▶ [CONSIGNE 1] D'après le texte sur la fiscalité des propriétaires, sur quel impôt le PS compte-t-il jouer pour récompenser les « bons » propriétaires et sanctionner les « mauvais » ?
▶ [CONSIGNE 2] Rédigez la suite du texte sur la fiscalité des propriétaires, s'il vous plaît, en reprenant juste après sa dernière phrase.

▶ [DOCUMENT SOURCE]

====

Mais la proposition de Paul Magnette visait les multipropriétaires : via une certaine progressivité de l’impôt, les “petits” bailleurs devaient être épargnés. Malgré cette précision, les réactions ne se sont pas fait attendre, au point que le PS a été contraint de répondre à de nombreux e-mails émanant de propriétaires inquiets, comme l’a rapporté récemment L’Echo. Le parti socialiste a dès lors quelque peu modifié son discours. Exit l’épouvantail de la taxation des loyers. Le PS fait désormais référence à son projet de programme wallon, qui suggère la mise en place d’un système de bonus-malus fiscal. “Il ne s’agit pas de taxer plus, mais de taxer mieux”, nous explique le porte-parole du parti.

Séparer le bon grain de l’ivraie Le PS veut récompenser les “bons” propriétaires, sanctionner les “mauvais”. Comment ? En jouant sur le précompte immobilier. Les propriétaires qui rénovent leur bien, l’isolent correctement, bref qui mettent un logement décent à disposition de leurs locataires, bénéficieront de réductions fiscales au précompte immobilier. Par contre, les propriétaires qui laissent leur bien péricliter, qui n’investissent pas dans l’isolation ou la mise aux normes de leur immeuble, seront pénalisés via une hausse de leur précompte immobilier.

====

▶ [Entrées de contours étiquetés]

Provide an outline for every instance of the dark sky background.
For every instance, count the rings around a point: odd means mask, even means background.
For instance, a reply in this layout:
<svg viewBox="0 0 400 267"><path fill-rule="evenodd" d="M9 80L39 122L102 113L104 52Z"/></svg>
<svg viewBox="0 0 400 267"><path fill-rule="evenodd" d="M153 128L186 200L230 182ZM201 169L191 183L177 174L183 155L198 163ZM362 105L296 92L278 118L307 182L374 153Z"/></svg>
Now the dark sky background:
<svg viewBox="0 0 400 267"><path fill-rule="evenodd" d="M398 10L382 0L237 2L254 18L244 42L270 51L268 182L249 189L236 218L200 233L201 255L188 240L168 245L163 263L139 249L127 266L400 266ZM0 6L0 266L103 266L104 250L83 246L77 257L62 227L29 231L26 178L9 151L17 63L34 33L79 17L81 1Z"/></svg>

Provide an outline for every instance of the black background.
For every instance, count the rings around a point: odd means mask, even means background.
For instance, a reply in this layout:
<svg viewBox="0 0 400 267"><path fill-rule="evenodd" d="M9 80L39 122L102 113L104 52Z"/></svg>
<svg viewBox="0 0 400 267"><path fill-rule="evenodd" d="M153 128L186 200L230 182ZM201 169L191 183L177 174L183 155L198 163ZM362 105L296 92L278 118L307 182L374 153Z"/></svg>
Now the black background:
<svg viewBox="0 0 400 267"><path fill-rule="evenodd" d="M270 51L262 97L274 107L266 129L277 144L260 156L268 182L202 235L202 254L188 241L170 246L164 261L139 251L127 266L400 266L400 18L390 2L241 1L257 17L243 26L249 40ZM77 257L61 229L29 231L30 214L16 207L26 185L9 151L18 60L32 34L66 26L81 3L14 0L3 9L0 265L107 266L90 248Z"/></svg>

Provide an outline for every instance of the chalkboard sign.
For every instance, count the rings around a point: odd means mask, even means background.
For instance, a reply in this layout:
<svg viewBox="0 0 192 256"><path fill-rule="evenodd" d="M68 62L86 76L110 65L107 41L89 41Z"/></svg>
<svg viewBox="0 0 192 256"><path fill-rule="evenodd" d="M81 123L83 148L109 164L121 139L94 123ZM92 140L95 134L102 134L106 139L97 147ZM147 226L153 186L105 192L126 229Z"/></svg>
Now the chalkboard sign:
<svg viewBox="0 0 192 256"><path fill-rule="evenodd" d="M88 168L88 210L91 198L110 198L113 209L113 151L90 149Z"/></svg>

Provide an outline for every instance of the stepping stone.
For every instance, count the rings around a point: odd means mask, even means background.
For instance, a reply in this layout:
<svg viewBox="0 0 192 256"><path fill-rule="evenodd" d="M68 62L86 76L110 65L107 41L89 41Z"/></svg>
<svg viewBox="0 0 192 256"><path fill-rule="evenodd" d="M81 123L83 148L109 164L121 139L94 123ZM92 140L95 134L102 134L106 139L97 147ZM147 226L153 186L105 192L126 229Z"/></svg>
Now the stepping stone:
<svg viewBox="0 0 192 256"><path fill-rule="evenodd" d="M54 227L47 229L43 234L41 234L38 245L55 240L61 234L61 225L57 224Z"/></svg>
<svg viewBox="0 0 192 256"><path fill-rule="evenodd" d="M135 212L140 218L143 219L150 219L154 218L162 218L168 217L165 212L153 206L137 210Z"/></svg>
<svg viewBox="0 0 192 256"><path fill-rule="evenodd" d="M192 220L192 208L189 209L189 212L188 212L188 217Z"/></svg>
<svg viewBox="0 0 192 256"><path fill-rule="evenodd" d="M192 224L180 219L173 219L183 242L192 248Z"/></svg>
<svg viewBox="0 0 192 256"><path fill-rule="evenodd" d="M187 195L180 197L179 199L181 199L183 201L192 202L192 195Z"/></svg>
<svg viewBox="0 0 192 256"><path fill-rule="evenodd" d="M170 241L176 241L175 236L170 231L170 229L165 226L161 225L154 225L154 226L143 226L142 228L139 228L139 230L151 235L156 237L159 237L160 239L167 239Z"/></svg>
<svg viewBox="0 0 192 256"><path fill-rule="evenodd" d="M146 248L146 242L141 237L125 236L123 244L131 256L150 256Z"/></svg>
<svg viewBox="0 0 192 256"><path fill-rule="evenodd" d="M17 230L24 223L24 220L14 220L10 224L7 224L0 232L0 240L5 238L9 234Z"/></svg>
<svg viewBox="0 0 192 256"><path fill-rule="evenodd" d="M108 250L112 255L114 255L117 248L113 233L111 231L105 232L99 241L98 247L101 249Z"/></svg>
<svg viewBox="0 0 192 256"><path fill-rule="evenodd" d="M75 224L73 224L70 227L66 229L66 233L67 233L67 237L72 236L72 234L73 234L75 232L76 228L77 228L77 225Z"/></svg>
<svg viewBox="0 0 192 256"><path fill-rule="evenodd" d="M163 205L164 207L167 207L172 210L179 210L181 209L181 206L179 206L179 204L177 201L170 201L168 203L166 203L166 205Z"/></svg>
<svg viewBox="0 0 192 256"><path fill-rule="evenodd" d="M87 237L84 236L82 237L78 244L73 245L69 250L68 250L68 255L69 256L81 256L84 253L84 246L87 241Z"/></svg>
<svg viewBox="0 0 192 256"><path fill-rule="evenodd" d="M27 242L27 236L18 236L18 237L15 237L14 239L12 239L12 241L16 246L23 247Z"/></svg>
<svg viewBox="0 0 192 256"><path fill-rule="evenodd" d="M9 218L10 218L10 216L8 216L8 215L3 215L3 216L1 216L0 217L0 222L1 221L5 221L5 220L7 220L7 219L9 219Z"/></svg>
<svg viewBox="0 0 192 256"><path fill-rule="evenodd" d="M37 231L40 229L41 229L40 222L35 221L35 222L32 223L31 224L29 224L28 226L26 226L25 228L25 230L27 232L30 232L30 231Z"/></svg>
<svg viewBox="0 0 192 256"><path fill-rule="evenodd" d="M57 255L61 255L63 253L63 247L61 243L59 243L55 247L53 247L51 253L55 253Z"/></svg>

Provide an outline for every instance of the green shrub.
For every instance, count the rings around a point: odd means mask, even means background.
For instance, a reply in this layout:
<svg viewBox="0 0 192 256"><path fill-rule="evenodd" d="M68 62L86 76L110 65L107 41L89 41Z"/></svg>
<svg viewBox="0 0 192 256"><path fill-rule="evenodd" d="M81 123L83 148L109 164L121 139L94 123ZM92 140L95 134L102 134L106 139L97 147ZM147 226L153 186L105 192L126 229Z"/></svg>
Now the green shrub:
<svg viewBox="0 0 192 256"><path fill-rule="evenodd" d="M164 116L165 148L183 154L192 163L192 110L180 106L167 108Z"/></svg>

====

▶ [RÉPONSE 1] Le précompte immobilier.

▶ [RÉPONSE 2]
Dans le projet du PS, les récompenses et les sanctions fiscales ne dépendent pas uniquement des travaux effectués (ou non) dans l’immeuble. Elles résultent aussi… du niveau du loyer fixé par le propriétaire ! La proposition fait resurgir une vieille idée du parti socialiste : l’encadrement des loyers, un système complexe qui n’a jamais pu être mise en place faute d’accord politique, malgré des tentatives à Bruxelles. Le PS propose de comparer les loyers réels à une “grille indicative des loyers établie sur base du type de bien, de son équipement sanitaire, de sa performance énergétique, etc.” Si le propriétaire dépasse la “norme”, il sera pénalisé fiscalement. L’idée étant de convaincre les bailleurs d’être “raisonnables” dans la fixation de leurs loyers. On en revient quelque part à la proposition initiale de taxation des loyers réels…

Du côté du Syndicat national des propriétaires et copropriétaires (SNPC), le lobby des bailleurs, on reste “dubitatifs”. “Nous continuons à conseiller la prudence à nos membres par rapport aux investissements parce que nous ne savons pas comment, demain, l’immobilier sera taxé, souligne le vice-président du SNPC Olivier Hamal. Les socialistes abandonnent l’idée de la taxation des loyers réels parce qu’ils se rendent comptent que la hausse sera répercutée sur les locataires. Mais leur message reste assez alambiqué. Et des mesures sont envisagées de tous côtés, comme l’encadrement des loyers (Laurette Onkelinx, PS), le blocage des loyers (Monica De Coninck, sp.a) ou encore l’interdiction des expulsions en hiver (Isabelle Meerhaeghe, Ecolo). On cherche les propriétaires. C’est dangereux pour la stabilité du marché immobilier.”